- Problem -
Go through the material below and count the lines with the string "jeans"; the number is the whole answer.
• • • • •
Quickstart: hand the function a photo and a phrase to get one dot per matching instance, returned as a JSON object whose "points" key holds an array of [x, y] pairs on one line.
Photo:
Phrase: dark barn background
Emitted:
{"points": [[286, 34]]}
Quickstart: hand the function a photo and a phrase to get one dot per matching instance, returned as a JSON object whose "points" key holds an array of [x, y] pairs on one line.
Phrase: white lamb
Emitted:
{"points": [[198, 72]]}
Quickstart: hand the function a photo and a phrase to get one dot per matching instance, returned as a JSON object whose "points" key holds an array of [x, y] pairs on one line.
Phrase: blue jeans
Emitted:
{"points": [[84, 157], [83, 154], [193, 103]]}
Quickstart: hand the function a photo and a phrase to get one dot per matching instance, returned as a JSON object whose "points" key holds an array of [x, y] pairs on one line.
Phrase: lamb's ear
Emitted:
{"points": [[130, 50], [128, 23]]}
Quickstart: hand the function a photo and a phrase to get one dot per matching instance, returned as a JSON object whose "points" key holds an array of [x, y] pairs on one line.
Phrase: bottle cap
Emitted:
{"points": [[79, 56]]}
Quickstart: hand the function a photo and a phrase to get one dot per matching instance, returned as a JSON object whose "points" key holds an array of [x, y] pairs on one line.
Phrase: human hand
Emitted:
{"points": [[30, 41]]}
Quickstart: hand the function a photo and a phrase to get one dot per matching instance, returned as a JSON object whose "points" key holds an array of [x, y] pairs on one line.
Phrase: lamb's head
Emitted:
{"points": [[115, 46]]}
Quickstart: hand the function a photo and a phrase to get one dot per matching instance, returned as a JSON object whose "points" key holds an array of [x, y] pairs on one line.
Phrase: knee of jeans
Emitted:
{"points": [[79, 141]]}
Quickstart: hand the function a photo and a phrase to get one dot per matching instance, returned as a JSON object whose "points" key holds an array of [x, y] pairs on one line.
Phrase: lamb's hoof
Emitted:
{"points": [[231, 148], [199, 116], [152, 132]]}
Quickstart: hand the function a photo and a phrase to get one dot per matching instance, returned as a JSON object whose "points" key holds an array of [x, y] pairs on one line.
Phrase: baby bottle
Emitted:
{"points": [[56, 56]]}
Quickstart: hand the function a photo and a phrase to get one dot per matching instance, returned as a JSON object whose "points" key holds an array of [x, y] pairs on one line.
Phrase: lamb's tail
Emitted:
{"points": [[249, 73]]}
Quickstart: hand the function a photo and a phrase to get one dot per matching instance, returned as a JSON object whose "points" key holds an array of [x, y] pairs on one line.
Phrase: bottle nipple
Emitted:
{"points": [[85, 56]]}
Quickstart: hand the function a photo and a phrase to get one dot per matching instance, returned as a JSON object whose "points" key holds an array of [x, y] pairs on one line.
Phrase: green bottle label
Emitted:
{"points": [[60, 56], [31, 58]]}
• • • • •
- Solved exercise -
2